§ **Directions**:
Convert every line of the material below into a JSON array of strings, one string per line, leaving out blank lines.

* start Records for processing *

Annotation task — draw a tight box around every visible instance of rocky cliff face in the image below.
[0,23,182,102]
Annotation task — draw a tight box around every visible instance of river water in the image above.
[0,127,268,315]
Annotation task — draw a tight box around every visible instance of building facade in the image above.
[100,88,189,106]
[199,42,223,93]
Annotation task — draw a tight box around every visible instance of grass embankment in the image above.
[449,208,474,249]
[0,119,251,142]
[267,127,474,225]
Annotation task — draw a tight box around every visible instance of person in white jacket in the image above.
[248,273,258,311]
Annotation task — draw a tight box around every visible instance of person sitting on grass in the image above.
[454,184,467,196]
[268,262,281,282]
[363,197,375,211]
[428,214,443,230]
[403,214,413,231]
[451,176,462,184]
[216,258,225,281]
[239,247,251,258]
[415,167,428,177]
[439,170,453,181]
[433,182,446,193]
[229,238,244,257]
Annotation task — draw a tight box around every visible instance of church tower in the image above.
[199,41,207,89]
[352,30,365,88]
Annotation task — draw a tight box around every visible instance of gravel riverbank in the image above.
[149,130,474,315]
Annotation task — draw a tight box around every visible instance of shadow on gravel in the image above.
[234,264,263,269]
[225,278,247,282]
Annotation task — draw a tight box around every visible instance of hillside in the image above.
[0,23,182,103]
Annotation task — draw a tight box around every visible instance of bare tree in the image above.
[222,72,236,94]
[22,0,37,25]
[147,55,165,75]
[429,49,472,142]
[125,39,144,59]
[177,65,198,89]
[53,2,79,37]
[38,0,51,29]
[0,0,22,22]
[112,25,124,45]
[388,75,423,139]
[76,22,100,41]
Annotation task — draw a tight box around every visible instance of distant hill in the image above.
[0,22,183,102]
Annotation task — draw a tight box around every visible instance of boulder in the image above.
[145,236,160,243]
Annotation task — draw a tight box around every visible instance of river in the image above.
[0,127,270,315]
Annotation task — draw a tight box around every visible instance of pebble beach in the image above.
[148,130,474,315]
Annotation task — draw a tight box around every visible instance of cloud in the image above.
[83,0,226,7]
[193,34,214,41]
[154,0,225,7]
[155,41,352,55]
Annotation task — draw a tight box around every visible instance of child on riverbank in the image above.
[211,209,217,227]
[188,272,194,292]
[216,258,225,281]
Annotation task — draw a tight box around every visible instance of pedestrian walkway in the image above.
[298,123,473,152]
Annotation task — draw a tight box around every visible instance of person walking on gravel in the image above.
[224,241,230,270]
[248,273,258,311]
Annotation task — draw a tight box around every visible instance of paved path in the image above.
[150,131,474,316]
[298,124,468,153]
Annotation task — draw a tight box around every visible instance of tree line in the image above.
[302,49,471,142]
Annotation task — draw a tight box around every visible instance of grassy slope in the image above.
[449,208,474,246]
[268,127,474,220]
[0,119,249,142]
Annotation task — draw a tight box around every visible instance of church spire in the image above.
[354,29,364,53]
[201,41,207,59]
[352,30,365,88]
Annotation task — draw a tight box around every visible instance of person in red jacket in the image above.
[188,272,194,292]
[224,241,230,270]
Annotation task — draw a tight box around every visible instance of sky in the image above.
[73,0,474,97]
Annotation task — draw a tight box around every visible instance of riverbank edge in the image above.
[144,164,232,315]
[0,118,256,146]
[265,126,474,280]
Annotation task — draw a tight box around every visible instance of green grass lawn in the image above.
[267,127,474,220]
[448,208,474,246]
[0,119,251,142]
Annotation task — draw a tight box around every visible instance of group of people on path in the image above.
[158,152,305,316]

* end Records for processing *

§ **Written solution**:
[
  "Annotation task — draw a tight box around every visible instance of rocky cliff face in the image below.",
  "[0,23,182,102]",
  "Annotation task — draw a tight box around every visible instance of river water in the image above.",
  "[0,127,268,315]",
  "Annotation task — draw a tight box around every visible instance of building facade in the image above.",
  "[100,88,189,106]",
  "[199,42,223,93]",
  "Annotation task — draw a tight box around every visible instance of grass embankment in the image above.",
  "[449,208,474,249]",
  "[0,119,251,142]",
  "[267,127,474,225]",
  "Annotation task — draw a tight box around every visible instance of person in white jacket in the image above.",
  "[248,273,258,311]",
  "Annotation task — draw a tight box around every visible instance of person sitting on grass in the image above.",
  "[454,184,467,196]",
  "[268,262,281,282]",
  "[363,197,375,211]",
  "[428,214,443,230]",
  "[403,214,413,231]",
  "[451,176,462,184]",
  "[216,258,225,281]",
  "[239,247,251,258]",
  "[415,167,428,177]",
  "[439,170,453,181]",
  "[433,182,446,193]",
  "[229,238,244,257]",
  "Annotation task — draw a tight box around every visible instance of church tower in the image above.",
  "[199,41,207,89]",
  "[352,30,365,88]",
  "Annotation task — draw a tight box around every visible instance of gravel riverbank in the image above.",
  "[149,130,474,315]",
  "Annotation task — draw a tight box around every visible instance of shadow on gravel in the image above.",
  "[234,264,263,269]",
  "[225,278,247,282]",
  "Annotation task — draw a tight box around every visible instance of hillside in the image above.",
  "[0,23,182,103]",
  "Annotation task — draw a tight box around every visible instance of bare tree in the image above.",
  "[222,72,236,94]",
  "[22,0,37,25]",
  "[147,55,165,75]",
  "[429,49,472,142]",
  "[125,39,144,59]",
  "[177,65,198,89]",
  "[53,2,79,37]",
  "[38,0,51,29]",
  "[0,0,22,22]",
  "[112,25,124,45]",
  "[388,75,423,139]",
  "[76,22,100,41]",
  "Annotation task — draw a tight box around every visible instance of distant hill in the image above.",
  "[0,22,183,102]",
  "Annotation task — draw a tight box around every visible instance of boulder in the image above.",
  "[145,236,160,243]",
  "Annotation task — draw a tight box around every visible instance of river in the image above.",
  "[0,127,270,315]",
  "Annotation task — draw a tight box around every visible instance of pebble beach in the image above.",
  "[148,130,474,315]",
  "Annotation task — draw a tight box around every visible instance of cloud in the image above.",
  "[83,0,226,7]",
  "[193,34,214,41]",
  "[154,0,225,7]",
  "[155,41,352,55]",
  "Annotation task — draw a tight box around every visible instance of child on riverbank in the image above.",
  "[211,209,217,227]",
  "[188,272,194,292]",
  "[216,258,225,281]",
  "Annotation task — draw a tight box around every visible instance of pedestrian walkway in the image above.",
  "[298,123,473,152]",
  "Annotation task — draw a tight box around every visible instance of person walking on gravel in the image above.",
  "[224,241,230,270]",
  "[248,273,258,311]",
  "Annotation task — draw a tight box around every visible instance of paved path in the image above.",
  "[150,131,474,316]",
  "[298,124,468,153]",
  "Annotation task — draw a tight box around every visible instance of tree line in the image above.",
  "[302,49,471,142]",
  "Annotation task — draw a tight box around every visible instance of grassy slope in the image above.",
  "[449,208,474,246]",
  "[268,127,474,220]",
  "[0,119,249,142]",
  "Annotation task — draw a tight box around every visible instance of church spire in the image above.",
  "[354,29,364,53]",
  "[201,41,207,59]",
  "[352,30,365,88]",
  "Annotation task — draw a tight box around every visible instance of person in red jacket in the image above.",
  "[188,272,194,292]",
  "[224,241,230,270]",
  "Annotation task — draw a tight box around every visible instance of sky in the image above.",
  "[73,0,474,97]",
  "Annotation task — draw a tight box around every visible instance of riverbank edge in the image above.",
  "[144,164,232,315]",
  "[0,118,256,146]",
  "[265,126,474,280]",
  "Annotation task — draw a tight box around every visible instance of green grass lawn in the image above.",
  "[267,127,474,220]",
  "[448,208,474,246]",
  "[0,119,251,142]",
  "Annotation task — draw a tight box around every visible instance of group of people on path in the image above.",
  "[158,152,305,316]"
]